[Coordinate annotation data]
::::::
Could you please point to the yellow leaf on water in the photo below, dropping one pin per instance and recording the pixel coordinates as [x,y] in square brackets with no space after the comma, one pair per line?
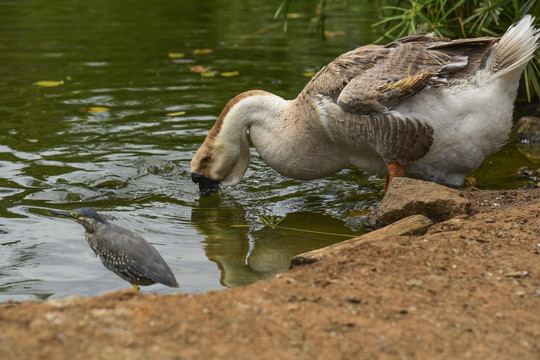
[95,109]
[329,33]
[230,73]
[202,51]
[198,68]
[179,113]
[295,16]
[48,83]
[208,74]
[176,55]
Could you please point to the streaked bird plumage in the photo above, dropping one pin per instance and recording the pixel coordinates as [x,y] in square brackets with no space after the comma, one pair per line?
[125,253]
[431,106]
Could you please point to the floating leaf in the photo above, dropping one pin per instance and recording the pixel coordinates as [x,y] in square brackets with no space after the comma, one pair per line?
[48,83]
[202,51]
[176,55]
[208,74]
[199,69]
[230,73]
[179,113]
[329,33]
[295,16]
[95,109]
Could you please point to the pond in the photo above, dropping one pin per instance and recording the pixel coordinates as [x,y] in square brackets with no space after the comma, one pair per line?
[103,104]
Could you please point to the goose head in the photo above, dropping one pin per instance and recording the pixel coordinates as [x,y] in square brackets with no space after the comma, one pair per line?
[218,163]
[223,158]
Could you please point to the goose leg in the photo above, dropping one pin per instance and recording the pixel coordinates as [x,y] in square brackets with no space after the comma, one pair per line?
[394,170]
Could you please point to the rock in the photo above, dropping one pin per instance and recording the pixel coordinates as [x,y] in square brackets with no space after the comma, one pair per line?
[412,225]
[528,130]
[406,197]
[528,134]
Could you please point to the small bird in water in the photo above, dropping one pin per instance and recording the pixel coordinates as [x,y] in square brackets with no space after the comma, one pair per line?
[427,106]
[126,254]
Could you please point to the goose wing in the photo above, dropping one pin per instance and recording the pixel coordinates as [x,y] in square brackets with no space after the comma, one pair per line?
[372,79]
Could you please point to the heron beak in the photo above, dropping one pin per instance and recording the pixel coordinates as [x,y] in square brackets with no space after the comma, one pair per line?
[207,186]
[64,214]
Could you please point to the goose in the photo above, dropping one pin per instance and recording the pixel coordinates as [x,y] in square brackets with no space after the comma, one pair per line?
[425,105]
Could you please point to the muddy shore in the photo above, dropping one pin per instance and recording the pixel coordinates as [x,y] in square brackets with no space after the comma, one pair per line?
[467,289]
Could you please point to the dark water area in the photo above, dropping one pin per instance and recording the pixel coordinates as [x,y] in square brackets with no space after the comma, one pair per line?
[119,118]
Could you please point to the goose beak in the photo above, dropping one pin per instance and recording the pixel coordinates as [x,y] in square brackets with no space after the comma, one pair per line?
[207,186]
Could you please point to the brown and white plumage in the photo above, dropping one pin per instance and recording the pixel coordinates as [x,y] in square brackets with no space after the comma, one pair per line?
[434,106]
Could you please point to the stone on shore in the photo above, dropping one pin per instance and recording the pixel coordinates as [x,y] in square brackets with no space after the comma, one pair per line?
[406,197]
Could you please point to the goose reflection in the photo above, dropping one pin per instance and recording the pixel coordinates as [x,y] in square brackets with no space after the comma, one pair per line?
[246,253]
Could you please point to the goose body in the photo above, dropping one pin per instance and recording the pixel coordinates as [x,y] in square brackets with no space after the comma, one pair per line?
[430,106]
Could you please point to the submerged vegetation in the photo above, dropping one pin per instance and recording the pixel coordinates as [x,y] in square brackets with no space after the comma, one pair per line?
[445,18]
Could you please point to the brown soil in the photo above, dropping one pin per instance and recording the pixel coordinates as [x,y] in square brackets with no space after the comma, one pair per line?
[469,288]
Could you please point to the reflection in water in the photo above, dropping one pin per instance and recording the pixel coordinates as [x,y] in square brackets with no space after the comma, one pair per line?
[244,255]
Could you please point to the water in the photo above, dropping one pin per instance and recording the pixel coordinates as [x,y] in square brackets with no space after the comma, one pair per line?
[131,163]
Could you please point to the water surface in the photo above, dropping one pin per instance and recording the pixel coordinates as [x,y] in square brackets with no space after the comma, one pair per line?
[131,163]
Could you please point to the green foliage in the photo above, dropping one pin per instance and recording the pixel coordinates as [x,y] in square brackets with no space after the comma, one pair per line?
[453,19]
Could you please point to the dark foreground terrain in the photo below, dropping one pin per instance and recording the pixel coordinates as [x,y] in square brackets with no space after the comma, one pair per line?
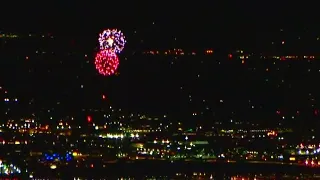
[142,169]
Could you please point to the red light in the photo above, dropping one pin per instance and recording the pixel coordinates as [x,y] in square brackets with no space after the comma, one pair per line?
[106,62]
[89,119]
::::::
**Given instruction**
Can you reproduce all of the data above line for line, word for word, leaving out the pictures?

**Final result**
Could you please point to the yellow leaf on water in the photo below, dropping one pin per instance and recording the pixel coordinates as [x,y] in square brackets with no space after the comma, one pair per line?
[95,109]
[329,33]
[230,73]
[202,51]
[198,68]
[179,113]
[295,16]
[48,83]
[208,74]
[176,55]
Could you please point to the streaked bird plumage in the photo above, dropping one pin per instance and recording the pixel coordinates as [x,y] in square brackets with no space after the comma, one pair per line?
[125,253]
[431,106]
Could you please point to the floating leaf in the photo above, dropping one pin per instance and recording the pixel coordinates as [x,y] in square brackets with no space after the comma, one pair per line?
[48,83]
[202,51]
[176,55]
[208,74]
[199,69]
[230,73]
[179,113]
[329,33]
[295,16]
[95,109]
Could you please point to the pond in the photo above, dropping one pin per instance and recording the pixel coordinates as [x,y] in square brackets with no space after the comma, one pair per line?
[103,104]
Could you please point to the goose head in the photo above, dropping one pin per instance and recording the pixel coordinates as [x,y] in square brackets with no space after the comma, one pair per line?
[218,163]
[223,158]
Could you please point to the goose leg in the photo above, dropping one pin per instance and recording the pixel coordinates as [x,y] in square brackets with no space after the comma, one pair per line?
[394,170]
Could you please point to the rock in the photo above, dropping one pin per instance and recording the pixel coordinates as [x,y] in square brackets with no space after the comma, one pair per line?
[412,225]
[528,130]
[406,197]
[528,134]
Could you please point to the small bird in water in the photo above, dropping one pin per instance and recording the pixel coordinates as [x,y] in square brackets with no space after the comma, one pair per line?
[427,106]
[126,254]
Could you please point to the goose wing in the photo above, dropping one pin per instance and recording the pixel coordinates as [x,y] in square brackets with no space after the comma, one pair per line?
[372,79]
Could you please point to the heron beak in the photo above, dropping one pin per instance and recording the pixel coordinates as [x,y] in square brackets with no space after the comma, one pair per line?
[207,186]
[64,214]
Could you please point to the goose in the photo above, dropping one pin per instance and recording the pixel coordinates as [x,y] in square brackets with no space after the comma, one pair per line?
[425,105]
Could you please point to the muddy shore in the photo above, dropping one pin per instance and recording the pixel coordinates as [x,y] in square brackets with no space after the comma, one pair per line?
[467,289]
Could you please point to the dark water area in the photo above, dropping one pin per instance and recording the pixel coordinates as [x,y] in square brackets with no space after the comma, one pair per line?
[119,118]
Could you please point to the goose beak in the photo above, dropping one pin per instance and recording the pixel coordinates as [x,y] in square brackets with no space after the comma, one pair per line?
[207,186]
Could you please point to the brown and white plumage in the photo above, dropping one pin per instance and recording the pixel coordinates as [x,y] in square brackets with no space after the comma, one pair per line?
[434,106]
Could you please point to the stone on shore in the photo above, dropping one pin per instance and recording the pixel coordinates as [x,y] in square brackets with no space after the comma, one pair per line?
[406,197]
Could you please point to the goose reflection in the photo above, dropping one pin per instance and recording the pixel coordinates as [x,y] in square brackets with no space after the comma, one pair per line?
[246,253]
Could you please point to the goose body in the photo above, dropping one pin per instance and recording the pixel coordinates as [x,y] in square brackets with no space after the comma, one pair per line?
[430,106]
Could you please point to the submerged vegetation in the photo above, dropping one pin per instance and recording the pixel coordinates as [x,y] in square brackets with no space after the comma, one pair per line?
[445,18]
Could you please point to the brown soil in the photo above, dropping one pin per instance and recording the pixel coordinates as [x,y] in square brackets with no space after the comma, one pair per line?
[469,288]
Could you please point to the reflection in water in the photo above, dropping one pin per instance and recording the pixel coordinates as [x,y] in square brackets with no space after the comma, one pair per line?
[244,255]
Could you please point to the water in the photo above, dropping one pin per instance and recording the pixel coordinates as [x,y] in square brackets with no space after the comma, one pair per line?
[131,163]
Could you please point to the water surface in the photo above, dropping one pin per instance and recording the pixel coordinates as [x,y] in square brackets with no space after the comma, one pair per line?
[131,163]
Could you please point to the green foliage in the photo above, dropping one pin per instance and recording the pixel coordinates as [x,y] in square brackets with no space after the comma, one pair per line?
[453,19]
Could you please point to the dark foreground terrain in the photo below, dropping one pin per instance and recording the pixel coordinates as [x,y] in square brackets with no space after the comma, one pair per line?
[142,169]
Could you please point to the red light in the photo above, dropping one pin per instance and recording the pixel coordinates as [x,y] in square brackets with no space after the comma, one pair per line?
[106,62]
[89,119]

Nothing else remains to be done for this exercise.